TASK INSTRUCTIONS -
Continue the explanation of closure properties of regular and non-regular sets, picking up after its last sentence.

TEXT -
┌──
Every finite subset of a non-regular set is regular.

Any finite set is always regular. 

$\Sigma^*$ being regular any non regular language is a subset of this, and hence (A) is false.

If we take a CFL which is not regular, and takes union with its complement (complement of a CFL which is not regular won't be regular as regular is closed under complement), we get $\Sigma^*$ which is regular. So, (C) is false. 

Regular set is not closed under infinite union. Example:
Let $L_i = \{0^i1^i \}, i \in N$

Now, if we take infinite union over all $i$, we get

$L =\{0^i1^i \mid i \in N\}$, which is not regular. 

So, (D) is false. 

edited by
7 votes
7 votes
If a set is finite then it must be regular , as every language which contains finite elements is regular. Hence, every finite subset of a non-regular set is regular.
Every subset of regular set is regular, is false. For example L = {$a^{n} b^{n}$ | n ≥ 0} is subset of ∑* and L is CFL, whereas ∑* is regular. Hence, every subset of regular set need not be regular.
The union of two non-regular sets is not regular, is also a false statement.
For example, consider two CFL’s.
L = {$a^{n} b^{n}$| n ≥ 0} and its complement Lc = {$a^{m} b^{n}$ | m ≠ n } U b*a*.
If we take UNION of L and $L^{c}$ , we will get ∑*, which is regular. Hence the UNION of two non-regular set may or may not be regular.
└──
GIVEN DATA -
┌──
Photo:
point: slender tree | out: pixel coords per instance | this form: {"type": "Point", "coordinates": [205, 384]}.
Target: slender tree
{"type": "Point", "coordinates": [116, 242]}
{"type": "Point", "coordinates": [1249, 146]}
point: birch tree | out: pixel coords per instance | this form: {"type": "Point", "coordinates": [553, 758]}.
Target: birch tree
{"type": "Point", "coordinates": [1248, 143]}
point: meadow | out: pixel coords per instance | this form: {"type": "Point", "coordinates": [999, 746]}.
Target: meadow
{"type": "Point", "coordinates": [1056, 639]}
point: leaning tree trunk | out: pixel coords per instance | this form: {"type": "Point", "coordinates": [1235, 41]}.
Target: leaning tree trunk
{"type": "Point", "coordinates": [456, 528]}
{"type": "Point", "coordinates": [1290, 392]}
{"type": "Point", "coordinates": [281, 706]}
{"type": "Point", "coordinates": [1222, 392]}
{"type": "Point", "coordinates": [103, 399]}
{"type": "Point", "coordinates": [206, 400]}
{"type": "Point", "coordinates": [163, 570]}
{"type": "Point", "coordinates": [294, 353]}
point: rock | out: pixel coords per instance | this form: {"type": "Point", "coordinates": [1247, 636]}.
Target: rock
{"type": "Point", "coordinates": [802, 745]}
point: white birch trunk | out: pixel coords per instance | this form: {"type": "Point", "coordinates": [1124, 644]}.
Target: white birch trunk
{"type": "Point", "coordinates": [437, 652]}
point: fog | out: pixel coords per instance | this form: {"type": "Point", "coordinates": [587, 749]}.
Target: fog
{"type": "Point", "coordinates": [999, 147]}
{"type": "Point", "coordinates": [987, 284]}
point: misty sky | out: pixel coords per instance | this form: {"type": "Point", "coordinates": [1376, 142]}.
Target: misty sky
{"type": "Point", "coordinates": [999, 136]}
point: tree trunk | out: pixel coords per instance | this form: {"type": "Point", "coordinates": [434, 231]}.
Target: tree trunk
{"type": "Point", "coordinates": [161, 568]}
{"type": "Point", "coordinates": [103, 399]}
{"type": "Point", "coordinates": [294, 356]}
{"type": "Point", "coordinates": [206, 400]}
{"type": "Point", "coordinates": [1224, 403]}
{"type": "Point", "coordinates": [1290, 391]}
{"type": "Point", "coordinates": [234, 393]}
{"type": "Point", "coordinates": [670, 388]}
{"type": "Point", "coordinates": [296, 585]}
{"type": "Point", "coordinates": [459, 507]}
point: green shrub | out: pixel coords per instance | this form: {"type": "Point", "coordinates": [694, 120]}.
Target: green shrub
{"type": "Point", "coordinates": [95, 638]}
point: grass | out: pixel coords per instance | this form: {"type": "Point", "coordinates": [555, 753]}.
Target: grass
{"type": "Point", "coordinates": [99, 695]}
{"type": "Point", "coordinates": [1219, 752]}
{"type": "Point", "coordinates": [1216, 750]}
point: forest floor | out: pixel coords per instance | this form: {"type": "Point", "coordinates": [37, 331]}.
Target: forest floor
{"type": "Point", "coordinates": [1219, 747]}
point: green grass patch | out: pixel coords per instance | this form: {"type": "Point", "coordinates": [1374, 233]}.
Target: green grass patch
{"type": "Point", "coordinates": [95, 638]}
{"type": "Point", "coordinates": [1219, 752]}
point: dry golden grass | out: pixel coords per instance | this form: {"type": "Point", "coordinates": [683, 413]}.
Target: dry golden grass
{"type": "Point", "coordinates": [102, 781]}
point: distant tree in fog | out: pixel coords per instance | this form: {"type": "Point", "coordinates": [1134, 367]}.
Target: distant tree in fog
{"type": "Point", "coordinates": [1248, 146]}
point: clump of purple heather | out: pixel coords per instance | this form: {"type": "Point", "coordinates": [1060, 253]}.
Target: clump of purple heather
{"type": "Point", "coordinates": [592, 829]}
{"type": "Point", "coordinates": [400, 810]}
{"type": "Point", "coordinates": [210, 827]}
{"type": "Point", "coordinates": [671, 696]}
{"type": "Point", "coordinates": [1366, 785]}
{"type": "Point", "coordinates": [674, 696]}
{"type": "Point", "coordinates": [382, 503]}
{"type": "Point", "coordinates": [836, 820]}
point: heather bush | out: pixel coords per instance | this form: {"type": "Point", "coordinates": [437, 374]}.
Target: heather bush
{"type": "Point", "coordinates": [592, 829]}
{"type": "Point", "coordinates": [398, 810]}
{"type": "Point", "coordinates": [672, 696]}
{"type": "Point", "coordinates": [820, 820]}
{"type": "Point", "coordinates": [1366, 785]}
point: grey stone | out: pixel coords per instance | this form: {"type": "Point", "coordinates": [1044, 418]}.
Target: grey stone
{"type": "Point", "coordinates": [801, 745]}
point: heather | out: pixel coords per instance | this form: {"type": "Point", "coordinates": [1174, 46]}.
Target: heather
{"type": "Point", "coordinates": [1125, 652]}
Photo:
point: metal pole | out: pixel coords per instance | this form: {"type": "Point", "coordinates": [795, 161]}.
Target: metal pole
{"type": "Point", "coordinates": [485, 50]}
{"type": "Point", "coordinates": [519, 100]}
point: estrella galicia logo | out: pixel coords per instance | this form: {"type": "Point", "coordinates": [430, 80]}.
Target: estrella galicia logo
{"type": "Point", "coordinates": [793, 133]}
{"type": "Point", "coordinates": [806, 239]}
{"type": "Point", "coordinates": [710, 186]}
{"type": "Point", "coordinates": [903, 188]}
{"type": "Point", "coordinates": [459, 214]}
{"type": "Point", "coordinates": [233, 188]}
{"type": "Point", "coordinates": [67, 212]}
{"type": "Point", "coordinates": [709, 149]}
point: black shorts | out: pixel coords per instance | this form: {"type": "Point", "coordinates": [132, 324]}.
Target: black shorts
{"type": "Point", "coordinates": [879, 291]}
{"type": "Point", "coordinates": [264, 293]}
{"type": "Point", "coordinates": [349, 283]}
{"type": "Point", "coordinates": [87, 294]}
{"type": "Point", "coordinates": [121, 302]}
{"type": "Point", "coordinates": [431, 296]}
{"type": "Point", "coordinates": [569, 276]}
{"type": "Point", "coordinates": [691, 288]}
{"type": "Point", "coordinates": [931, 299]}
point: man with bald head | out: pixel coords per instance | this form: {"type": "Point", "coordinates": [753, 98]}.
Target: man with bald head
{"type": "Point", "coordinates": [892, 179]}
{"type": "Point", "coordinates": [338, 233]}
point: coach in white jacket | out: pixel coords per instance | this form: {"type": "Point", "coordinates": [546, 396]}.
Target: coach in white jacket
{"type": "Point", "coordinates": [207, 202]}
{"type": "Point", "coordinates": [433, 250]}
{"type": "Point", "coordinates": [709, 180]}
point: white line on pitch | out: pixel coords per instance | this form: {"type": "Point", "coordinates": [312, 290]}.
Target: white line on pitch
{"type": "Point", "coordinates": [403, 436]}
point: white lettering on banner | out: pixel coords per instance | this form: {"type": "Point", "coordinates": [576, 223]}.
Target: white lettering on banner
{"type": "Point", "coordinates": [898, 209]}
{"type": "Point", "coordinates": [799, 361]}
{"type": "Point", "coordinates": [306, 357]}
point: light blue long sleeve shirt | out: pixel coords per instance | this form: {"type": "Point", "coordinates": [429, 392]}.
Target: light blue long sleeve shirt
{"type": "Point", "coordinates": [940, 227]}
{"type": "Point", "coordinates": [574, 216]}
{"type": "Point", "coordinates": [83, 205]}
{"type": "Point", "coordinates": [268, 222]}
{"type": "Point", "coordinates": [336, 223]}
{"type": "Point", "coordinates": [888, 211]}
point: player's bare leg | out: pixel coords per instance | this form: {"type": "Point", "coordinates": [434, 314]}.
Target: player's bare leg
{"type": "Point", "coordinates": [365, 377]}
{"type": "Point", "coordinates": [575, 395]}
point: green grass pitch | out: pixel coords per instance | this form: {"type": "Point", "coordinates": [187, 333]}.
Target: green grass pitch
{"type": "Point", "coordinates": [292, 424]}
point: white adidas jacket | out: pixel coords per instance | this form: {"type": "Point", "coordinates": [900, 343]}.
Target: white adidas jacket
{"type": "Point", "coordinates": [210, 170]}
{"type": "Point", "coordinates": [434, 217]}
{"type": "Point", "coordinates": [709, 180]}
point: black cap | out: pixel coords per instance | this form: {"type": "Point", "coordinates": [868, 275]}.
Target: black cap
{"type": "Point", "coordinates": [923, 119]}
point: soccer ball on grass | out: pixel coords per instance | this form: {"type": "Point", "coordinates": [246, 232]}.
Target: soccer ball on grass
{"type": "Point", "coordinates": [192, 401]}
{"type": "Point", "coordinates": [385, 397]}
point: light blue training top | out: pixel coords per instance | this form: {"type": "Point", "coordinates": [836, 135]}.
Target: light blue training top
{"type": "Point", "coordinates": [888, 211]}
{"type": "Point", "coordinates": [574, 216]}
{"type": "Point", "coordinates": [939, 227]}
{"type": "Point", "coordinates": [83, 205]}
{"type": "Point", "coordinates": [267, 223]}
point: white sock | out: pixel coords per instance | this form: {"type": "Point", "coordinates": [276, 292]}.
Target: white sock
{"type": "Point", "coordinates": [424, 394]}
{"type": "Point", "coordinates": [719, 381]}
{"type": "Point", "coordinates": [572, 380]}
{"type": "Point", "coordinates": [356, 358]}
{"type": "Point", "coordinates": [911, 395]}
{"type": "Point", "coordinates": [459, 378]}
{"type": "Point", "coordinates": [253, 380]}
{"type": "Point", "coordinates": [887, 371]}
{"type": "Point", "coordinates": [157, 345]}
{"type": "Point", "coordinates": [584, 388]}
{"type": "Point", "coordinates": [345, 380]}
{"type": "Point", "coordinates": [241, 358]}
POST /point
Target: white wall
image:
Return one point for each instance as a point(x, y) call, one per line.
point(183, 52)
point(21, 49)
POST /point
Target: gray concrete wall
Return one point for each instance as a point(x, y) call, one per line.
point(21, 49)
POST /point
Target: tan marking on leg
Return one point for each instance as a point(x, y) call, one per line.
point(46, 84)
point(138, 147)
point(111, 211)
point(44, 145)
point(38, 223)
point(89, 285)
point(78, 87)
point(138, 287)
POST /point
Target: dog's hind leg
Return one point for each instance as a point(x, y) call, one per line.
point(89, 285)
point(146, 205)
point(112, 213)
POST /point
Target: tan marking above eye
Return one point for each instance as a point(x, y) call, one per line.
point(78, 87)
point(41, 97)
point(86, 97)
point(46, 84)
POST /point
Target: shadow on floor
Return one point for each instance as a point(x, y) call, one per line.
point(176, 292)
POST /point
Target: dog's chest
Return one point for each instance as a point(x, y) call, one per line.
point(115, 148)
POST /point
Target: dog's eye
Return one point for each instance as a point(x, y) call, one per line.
└──
RESULT -
The statement, Infinite union of finite sets is regular is also a false statement.
5 votes
5 votes

Some points for Regular Sets:

  • A set is always regular if it is finite.
  • A set is always regular if a DFA/NFA can be drawn for it.

Option A: Every subset of a regular set is regular is False.
For input alphabets a and b, a*b* is regular. A DFA can be drawn for a*b* but a$^n$ b$^n$  for n≥0 which is a subset of a*b* is not regular as we cannot define a DFA for it.

Option B: Every finite subset of a non-regular set is regular is True.
Each and every set which is finite can have a well-defined DFA for it so whether it is a subset of a regular set or non-regular set it is always regular.

Option C: The union of two non-regular sets is not regular is False.
For input alphabets a and b, a$^n$ b$^n$ for all n≥0 is non-regular as well as a$^n$ b$^m$ for n≠m is also non- regular but their union is a*b* which is regular.

Option D: Infinite union of finite sets is regular is False.
For input alphabets a and b sets {ab}, {aabb}, {aaabbb}…….. are regular but their union {ab} U {aabb} U {aaabbb} U …………………….. gives {a$^n$ b$^n$ for n>0} which is not regular.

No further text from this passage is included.